### EXTRACTED TEXT
--------------------------------
Navy Conducts Revitalization at the Port of Tinian; Extends Life of Port Infrastructure for Region

By Rachel Landers Joint Region Marianas

TINIAN, Commonwealth of the Northern Mariana Islands -- Bubbling under the waters at the Port of Tinian, a team of Sailors from Underwater Construction Team (UCT) Two could be seen welding zinc anodes to the north quay wall earlier this year. UCT Two’s repair work was part of an ongoing series of improvements to Tinian’s harbor.

The dual-use port is the key supply gateway for the residents of Tinian and supports military operations in the region. The U.S. Navy built the port in the 1940s and it has been subject to the effects of constant exposure to the elements. In 2018, detailed infrastructure assessments by the U.S. Army Corps of Engineers indicated the port was suffering from significant corrosion. Improvements have been underway since 2020. These improvements included the repair of crumbling bollards and resurfacing aging concrete. When it came time to conduct underwater construction repairs, a team of specialists was brought in: UCT Two.

UCT Two, under Navy Expeditionary Forces Command Pacific Task Force 75 (CTF 75), is a specialized group of U.S. Navy divers who provide responsive military capabilities for underwater and waterfront engineering, construction, and repair in support of Navy and Marine Corps operations.

UCT Two sent three different detachments to work on the project over the past two years: Construction Dive Detachment (CDD) Alpha, Beta and Charlie. The most recent detachment, CDD Charlie, has been working on repairs and corrosion control in the port since December 2022.

The 12-man team wrapped up their work in February with zinc anode installation. The zinc anodes are an important finishing touch to protect the port from corrosion. Anodes made with zinc can be found in harbors and on large ships around the world, where they are used to protect metal from the corrosive effects of water. At the Port of Tinian, UCT Two affixed 131 anodes to the quay walls to increase the longevity of the infrastructure. “You can actually see them if you are on top of the surface, these big silver things,” said Andres Reyes of Naval Facilities Engineering Systems Command Marianas, and the environmental lead for the project. “Corrosion is going to happen no matter what, but it corrodes the zinc first before it corrodes the steel.”

Affixing the anodes to the quay walls was not as straightforward as it might seem. Each anode is five feet long and weighs 150 lbs. Divers had to transport equipment and safety gear from the surface to the underwater welding site, where they had to work with the ocean current and visibility conditions in the port waters. In addition, the team needed to accommodate environmental mitigation measures that required they leave the sea floor undisturbed.
--------------------------------
### DATASET CONTENT
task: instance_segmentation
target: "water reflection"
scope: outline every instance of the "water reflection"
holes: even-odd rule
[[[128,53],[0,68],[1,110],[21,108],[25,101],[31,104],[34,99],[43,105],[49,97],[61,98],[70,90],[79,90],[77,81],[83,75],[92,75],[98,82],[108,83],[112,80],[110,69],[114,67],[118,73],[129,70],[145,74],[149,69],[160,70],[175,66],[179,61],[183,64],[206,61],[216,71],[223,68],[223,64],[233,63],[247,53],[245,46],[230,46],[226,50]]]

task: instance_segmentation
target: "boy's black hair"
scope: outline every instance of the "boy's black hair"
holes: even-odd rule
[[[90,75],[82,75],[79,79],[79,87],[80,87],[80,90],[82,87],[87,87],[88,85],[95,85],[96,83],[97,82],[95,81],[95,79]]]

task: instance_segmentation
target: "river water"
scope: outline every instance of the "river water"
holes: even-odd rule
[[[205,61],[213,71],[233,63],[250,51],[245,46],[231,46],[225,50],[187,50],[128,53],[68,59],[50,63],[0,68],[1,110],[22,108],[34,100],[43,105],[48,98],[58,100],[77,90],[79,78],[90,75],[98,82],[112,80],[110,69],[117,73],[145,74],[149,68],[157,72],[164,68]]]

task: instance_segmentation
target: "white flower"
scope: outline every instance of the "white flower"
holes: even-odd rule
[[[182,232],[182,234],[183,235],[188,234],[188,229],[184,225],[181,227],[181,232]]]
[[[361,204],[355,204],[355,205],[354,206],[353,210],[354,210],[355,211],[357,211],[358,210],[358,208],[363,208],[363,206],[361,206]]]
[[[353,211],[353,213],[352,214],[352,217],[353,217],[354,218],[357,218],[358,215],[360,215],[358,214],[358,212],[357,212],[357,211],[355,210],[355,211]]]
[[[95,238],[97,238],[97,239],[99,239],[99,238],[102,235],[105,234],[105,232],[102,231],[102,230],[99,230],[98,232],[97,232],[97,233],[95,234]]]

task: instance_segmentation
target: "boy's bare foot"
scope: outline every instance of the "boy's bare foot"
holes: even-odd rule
--------------------------------
### WRITTEN EXERCISE 1
Reproduce everything in the Port of Tinian article from "UCT Two, under" down to "Marine Corps operations.".
### WRITTEN EXERCISE 2
According to the Port of Tinian article, how much does each zinc anode weigh?

### EXERCISE RESULT 1
UCT Two, under Navy Expeditionary Forces Command Pacific Task Force 75 (CTF 75), is a specialized group of U.S. Navy divers who provide responsive military capabilities for underwater and waterfront engineering, construction, and repair in support of Navy and Marine Corps operations.

### EXERCISE RESULT 2
150 lbs.